## The task
Below are some records; return each one exactly as written.

## Provided information
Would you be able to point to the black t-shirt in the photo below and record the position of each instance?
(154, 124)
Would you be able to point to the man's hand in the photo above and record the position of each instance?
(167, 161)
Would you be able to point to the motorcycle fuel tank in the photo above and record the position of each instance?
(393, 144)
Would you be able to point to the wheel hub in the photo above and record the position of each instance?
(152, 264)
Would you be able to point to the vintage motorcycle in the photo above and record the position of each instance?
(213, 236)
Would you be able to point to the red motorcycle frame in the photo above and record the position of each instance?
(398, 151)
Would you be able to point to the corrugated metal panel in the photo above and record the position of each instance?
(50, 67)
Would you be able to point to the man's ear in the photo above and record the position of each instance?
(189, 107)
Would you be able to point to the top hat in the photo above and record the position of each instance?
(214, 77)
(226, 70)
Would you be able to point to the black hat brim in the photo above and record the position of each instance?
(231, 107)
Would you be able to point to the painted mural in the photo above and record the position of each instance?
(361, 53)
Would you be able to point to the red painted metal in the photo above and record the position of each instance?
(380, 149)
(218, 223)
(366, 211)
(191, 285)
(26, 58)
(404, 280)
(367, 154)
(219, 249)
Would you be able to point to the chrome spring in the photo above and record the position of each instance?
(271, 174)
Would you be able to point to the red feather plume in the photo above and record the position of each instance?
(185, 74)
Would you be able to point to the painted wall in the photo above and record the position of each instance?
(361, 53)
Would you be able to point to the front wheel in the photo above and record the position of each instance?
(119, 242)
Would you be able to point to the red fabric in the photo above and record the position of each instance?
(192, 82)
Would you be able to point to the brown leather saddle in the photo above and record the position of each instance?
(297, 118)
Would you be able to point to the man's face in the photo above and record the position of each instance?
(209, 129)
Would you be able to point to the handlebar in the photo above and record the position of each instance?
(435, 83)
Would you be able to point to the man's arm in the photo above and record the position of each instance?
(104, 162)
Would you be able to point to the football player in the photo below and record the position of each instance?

## Output of the task
Would you be able to point to the black t-shirt in the photo below and record the position of each instance?
(154, 124)
Would you be able to point to the man's hand in the photo above and record the position of each instance?
(167, 161)
Would you be able to point to the motorcycle fuel tank in the photo above and record the position of each instance?
(393, 144)
Would you be able to point to the wheel hub in the photo above and record the position of each instance?
(152, 264)
Would you be able to point to the vintage motorcycle in the photo above and record the position of each instance?
(213, 236)
Would you be able to point to the red motorcycle frame in the photo above and record the position of each instance?
(398, 151)
Would you be able to point to the corrugated metal panel in the photo above and record the position of each instance?
(50, 67)
Would you be able to point to the man's ear in the photo above and record the position of each instance?
(189, 107)
Would you be able to point to the top hat in the photo above and record the position of each instance?
(214, 77)
(226, 70)
Would you be able to point to the black hat brim in the photo above and record the position of each instance?
(231, 107)
Would you be able to point to the painted mural in the photo above and record the position of each instance?
(361, 53)
Would you be able to point to the red painted metal in the photo above and record the position of each instance?
(380, 149)
(218, 223)
(366, 211)
(191, 285)
(26, 58)
(404, 280)
(367, 154)
(219, 249)
Would you be able to point to the chrome spring in the photo above and record the position of each instance?
(271, 174)
Would you be able to point to the red feather plume in the photo above and record the position of each instance?
(185, 74)
Would you be able to point to the painted wall in the photo above and record the position of each instance?
(361, 53)
Would you be able to point to the front wheel in the photo above and record the position of each instance?
(119, 242)
Would you be able to point to the red fabric in the photo above and record the position of each instance?
(192, 82)
Would you be able to point to the brown leather saddle in the photo above and record the position of each instance?
(297, 118)
Would you be able to point to the man's face in the photo above and record the position of each instance?
(209, 129)
Would you be able to point to the handlebar in the photo above and record the position of each instance?
(435, 83)
Would you be able to point to the man's arm in the photo above and record the position of each instance?
(104, 162)
Would you be able to point to the football player in the photo below and record the position of each instance?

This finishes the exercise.